Problem to work on: Copy out all the entries below in full, changing only the x and y coordinates in the bracketed pairs. Multiply each coordinate by 1.95 and round it to a whole number, with halves rounding up.

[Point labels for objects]
Start

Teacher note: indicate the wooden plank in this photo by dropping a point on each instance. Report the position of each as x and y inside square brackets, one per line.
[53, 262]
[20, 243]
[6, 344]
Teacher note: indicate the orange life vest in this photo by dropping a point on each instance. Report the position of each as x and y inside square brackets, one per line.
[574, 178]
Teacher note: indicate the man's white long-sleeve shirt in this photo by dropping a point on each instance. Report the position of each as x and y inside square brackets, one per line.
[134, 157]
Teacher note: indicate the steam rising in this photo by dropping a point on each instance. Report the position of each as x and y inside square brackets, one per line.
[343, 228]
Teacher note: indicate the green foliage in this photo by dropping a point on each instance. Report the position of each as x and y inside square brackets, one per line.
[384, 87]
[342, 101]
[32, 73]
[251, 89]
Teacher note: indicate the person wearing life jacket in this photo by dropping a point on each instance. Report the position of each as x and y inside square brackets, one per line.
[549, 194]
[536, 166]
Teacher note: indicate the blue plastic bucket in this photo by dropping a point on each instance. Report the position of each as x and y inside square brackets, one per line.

End

Result:
Teacher note: indicate the wooden plank in this photo by dropping a point on each instance. Report the position of each as x and y inside square brackets, one per line.
[103, 511]
[39, 474]
[12, 671]
Teacher note: indicate the orange life vest in this photo by dropping a point on each instance. Report the position of each as x and y inside square brackets, one per line.
[1119, 347]
Teacher note: indicate the man's white long-sleeve shirt in this photo by dropping a point on each instance. Report the position of each as x and y inside square brackets, one per line.
[261, 306]
Teacher note: indicate the steam rising in this photo by dropping a point on each instance. Report the position of each as x and y inside square brackets, one per line.
[669, 445]
Teacher note: indicate the green foliage in this photo by dropping a point on each instance. Report the position of each as x and y inside square brackets, one per line.
[749, 170]
[667, 197]
[62, 142]
[489, 174]
Teacher note: indicate the person wearing life jacket in this photo by dropping a point on each instance. Report the position of each as x and y inside square brackets, one per line.
[1071, 378]
[1045, 324]
Teacher note: indicate the blue plastic bucket in this photo by dropping a point on each instance. Report the position of each as x and y inside square brackets, one per line.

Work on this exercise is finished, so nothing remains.